• **FRAGMENT WPISU**:
>>>>>

Od dwóch dni tak się jakoś składa, że Franciszek rezygnuje z popołudniowej drzemki. Dorosłość li to, czy co? Ani prośbą, ani groźbą tata nie jest w stanie nic zdziałać. Dziedzic cały dzień przejawia wyraźną wielką aktywność i domaga się zabaw, wygłupów i szaleństw. Na szczęście plan dnia jest taki, że od rana i popołudniu Ciocia Ania przejmuje ster i za pomocą rehabilitacji wyciska z Francesca tyle energii, ile tylko się da. Do tego dochodzą jeszcze wizyty u Pani Specjalistki od mowy, która nachwalić się Młodzieńca nie może i jakoś dzień mija. Wieczorem za to, tuż po dobranocce w te pędy musimy się spieszyć z kąpielą, bo umęczony Jaśnie Panicz zasypia w biegu. Kolację je już na pół przytomny i po tradycyjnym wieczornym buziaczku zapada w sen. „No to pewnie śpi całą noc…”- pomyślały głowy rozmarzonych Mam-Czytaczek… Chciałoby się! Około 1 w nocy rozbrzmiewa: „O nie!”, a z łóżka Dziedzica słychać stukot wyrzucanych zabawek. Tym sposobem Franklin domaga się pić. Metoda jest prosta: dajesz Frankowi pić, nie patrząc mu w oczy i absolutnie nie nawiązując kontaktu werbalnego. Być może uda się, że po ostatnim łyku Dziedzic zapadnie w sen i pośpi już do rana. Spróbuj tylko na niego spojrzeć lub zapytać o głupoty- wpadłeś rodzicu! Musisz odpowiadać na: mamo oć, tato jajo, mamo o nie, tato ucho i 764razy podnosić smoczek, który przez przypadek w takt głośnego „O NIE!” ląduje na podłodze. Przetrenowani miliony razy, ignorujemy nocne picie aż miło. Tym sposobem szczęśliwi mamusia i tatuś oraz wyspany synek przetrwali ostatnie dwie noce.
A co robią chłopaki w niedzielne popołudnia? Bujają się. 🙂
p.s. Wystarczyło się przypomnieć, a dziś mieliśmy prawie 400 kliknięć! No brawo! Minister Zdrowia zaleca: raz dziennie z jednego komputera (numeru IP) klikamy na baner „Na jednym wózku” za prawego panelu bloga. Na zdrowie! 🙂
może po prostu zachowuje się jak, że tak powiem, standardowy dwulatek:)

<<<<<

• **ZAREJESTROWANE DANE**:
>>>>>

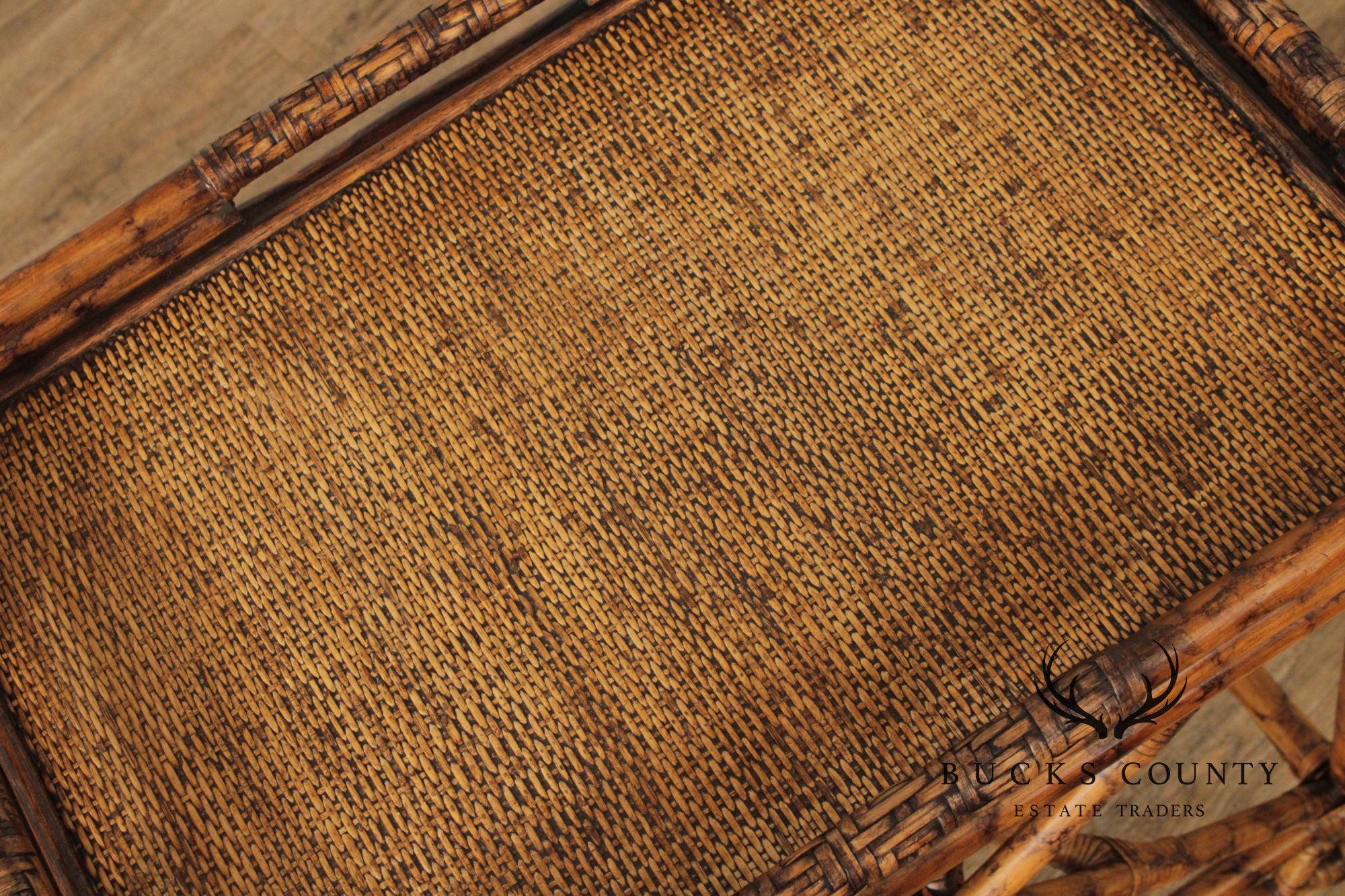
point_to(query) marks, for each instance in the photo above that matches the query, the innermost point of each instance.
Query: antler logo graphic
(1067, 704)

<<<<<

• **ZADANIA**:
1 > Wyodrębnij z wpisu fragment od „A co robią chłopaki” do „powiem, standardowy dwulatek:)”.
2 > Odpowiedz na pytania na podstawie wpisu.
(a) Kto od rana i po południu przejmuje ster i zajmuje się rehabilitacją?
(b) Co robią chłopaki w niedzielne popołudnia?
(c) Ile kliknięć było dziś według dopisku?
Korzystaj wyłącznie z wpisu.

• **ZESTAW ODPOWIEDZI**:
1 >
A co robią chłopaki w niedzielne popołudnia? Bujają się. 🙂
p.s. Wystarczyło się przypomnieć, a dziś mieliśmy prawie 400 kliknięć! No brawo! Minister Zdrowia zaleca: raz dziennie z jednego komputera (numeru IP) klikamy na baner „Na jednym wózku” za prawego panelu bloga. Na zdrowie! 🙂
może po prostu zachowuje się jak, że tak powiem, standardowy dwulatek:)

2 >
(a) Ciocia Ania.
(b) Bujają się.
(c) Prawie 400.